● **原文**:
------------------------------

17 森町の城郭

更新日:2019年03月05日

森町の山城(やまじろ)をめぐる戦いは1501年(文亀元年)の天方本城(あまがたほんじょう)(大鳥居)に始まる。城を守ったのは今川方の天方通季(みちすえ)軍、攻めたのは斯波(しば)・小笠原連合軍。通季は一時、城を奪われ、付近の山上に避難し、今川軍本隊の応援によってようやく城を奪還(だっかん)することができた。
通季の孫にあたる 通興 ( みちおき ) は、徳川家康軍が遠江に侵攻してくることを予想して、1568年(永禄11年)ごろ、向天方に天方 新城 ( しんじょう ) (現在の天方城)を築いた。1569年6月、徳川軍は大挙して同城を襲い、通興を降伏させ、続いて飯田城の 山内 ( やまのうち ) 通泰 ( みちやす ) 軍を攻めてこれを滅ぼした。通泰の 庶子 ( しょし ) 伊織 ( いおり ) が、家臣の 梅村 ( うめむら ) 彦兵衛 ( ひこべえ ) に伴われて三河(愛知県)へ落ちのびたのは僅かな救いであった。
1572年(元亀3年)、こんどは北から武田信玄軍が遠江へ攻め込んできた。 

信玄は天方新城に部下の久野弾正(くのだんじょう)を入れ、飯田城も攻略し、さらに南下して東海道に出て磐田原(いわたばら)台地を北上し、二俣(ふたまた)城を落としたのち、三方ヶ原(みかたがはら)で徳川軍を大破したが、西進の途次、陣中で病没した。

------------------------------

● **データセット**:

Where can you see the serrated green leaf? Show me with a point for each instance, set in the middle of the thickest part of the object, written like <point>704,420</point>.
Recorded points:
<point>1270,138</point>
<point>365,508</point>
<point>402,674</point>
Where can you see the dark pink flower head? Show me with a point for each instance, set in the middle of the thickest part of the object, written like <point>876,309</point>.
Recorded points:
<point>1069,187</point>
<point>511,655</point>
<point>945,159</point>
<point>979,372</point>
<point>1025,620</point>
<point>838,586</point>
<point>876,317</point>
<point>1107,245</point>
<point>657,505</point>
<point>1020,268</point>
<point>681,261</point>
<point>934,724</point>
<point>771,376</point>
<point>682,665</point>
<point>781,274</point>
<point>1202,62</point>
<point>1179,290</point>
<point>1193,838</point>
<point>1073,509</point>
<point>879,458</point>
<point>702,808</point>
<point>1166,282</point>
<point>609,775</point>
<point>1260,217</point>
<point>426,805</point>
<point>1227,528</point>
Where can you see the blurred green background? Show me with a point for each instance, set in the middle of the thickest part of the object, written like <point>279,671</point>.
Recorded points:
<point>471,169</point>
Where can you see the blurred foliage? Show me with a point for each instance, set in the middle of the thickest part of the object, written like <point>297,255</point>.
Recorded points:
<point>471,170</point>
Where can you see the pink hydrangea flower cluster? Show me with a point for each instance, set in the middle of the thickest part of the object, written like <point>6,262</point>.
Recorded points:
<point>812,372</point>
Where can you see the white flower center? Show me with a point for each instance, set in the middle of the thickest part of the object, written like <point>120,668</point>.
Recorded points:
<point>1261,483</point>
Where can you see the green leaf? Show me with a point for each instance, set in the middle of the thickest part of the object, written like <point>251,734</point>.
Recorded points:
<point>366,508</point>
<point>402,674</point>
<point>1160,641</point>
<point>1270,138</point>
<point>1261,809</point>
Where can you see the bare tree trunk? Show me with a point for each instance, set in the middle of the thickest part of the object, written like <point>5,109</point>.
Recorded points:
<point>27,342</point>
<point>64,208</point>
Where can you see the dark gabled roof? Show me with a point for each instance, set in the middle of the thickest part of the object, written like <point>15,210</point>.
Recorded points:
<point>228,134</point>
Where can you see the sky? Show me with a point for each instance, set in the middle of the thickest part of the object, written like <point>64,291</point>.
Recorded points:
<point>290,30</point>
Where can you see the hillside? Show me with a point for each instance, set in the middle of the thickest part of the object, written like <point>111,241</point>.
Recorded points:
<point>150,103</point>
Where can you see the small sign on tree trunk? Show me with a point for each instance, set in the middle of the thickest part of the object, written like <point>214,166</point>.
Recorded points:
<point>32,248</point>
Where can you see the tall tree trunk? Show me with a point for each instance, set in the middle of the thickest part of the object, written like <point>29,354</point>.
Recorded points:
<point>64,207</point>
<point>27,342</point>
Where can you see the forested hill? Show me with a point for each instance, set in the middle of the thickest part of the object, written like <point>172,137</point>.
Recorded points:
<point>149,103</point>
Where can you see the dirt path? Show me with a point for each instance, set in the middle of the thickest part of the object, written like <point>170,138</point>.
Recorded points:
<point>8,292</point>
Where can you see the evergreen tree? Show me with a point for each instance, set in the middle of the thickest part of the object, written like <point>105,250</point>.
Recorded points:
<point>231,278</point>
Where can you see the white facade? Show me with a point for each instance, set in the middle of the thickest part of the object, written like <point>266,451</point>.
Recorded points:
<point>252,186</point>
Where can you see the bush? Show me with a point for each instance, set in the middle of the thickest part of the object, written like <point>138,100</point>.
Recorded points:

------------------------------

● **課題の目的**: 森町の城郭の歴史を語る原文は、信玄が陣中で病没した一文で止まっています。その先を続けて書いてもらえますか。

● **課題の出力**:
家康は1573年3月、いったんは武田軍に攻略された天方城・ 各和 ( かくわ ) 城などを奪い返し、 一宮 ( いちのみや ) ( 片瀬 ( かたせ ) )城・ 向笠 ( むかさ ) 城を攻めた。一宮城を守っていた 武藤 ( むとう ) 氏定 ( うじさだ ) は 亀ノ甲 ( かめのこう ) (掛川市)へ逃れ、向笠城も一戦も交えず敗れ去った。6月、徳川軍は一宮城・ 社山 ( やしろやま ) 城(豊岡村)に防御柵を構築して 二俣 ( ふたまた ) 城の押さえとし、浜松城へ帰陣した。
氏定は、その後も武田方に属し、1581年(天正9年)、高天神(たかてんじん)城(大東町)で徳川軍と戦い、壮烈な戦死を遂げた。

(1)城ヶ島の城跡

城ヶ島の城跡の写真

山内氏から大鳥居へ進出する以前の拠城。
(森町鍛冶島 栗之島)

(2)天方新城

天方新城を遠くから撮った写真

現在天方城と呼ばれている。 所属は今川→徳川
→武田→徳川と推移。
(森町向天方)

(3)天方本城

天方本城を遠くから撮った写真

今川軍×斯波・小笠原連合軍。 (森町大鳥居 本城山)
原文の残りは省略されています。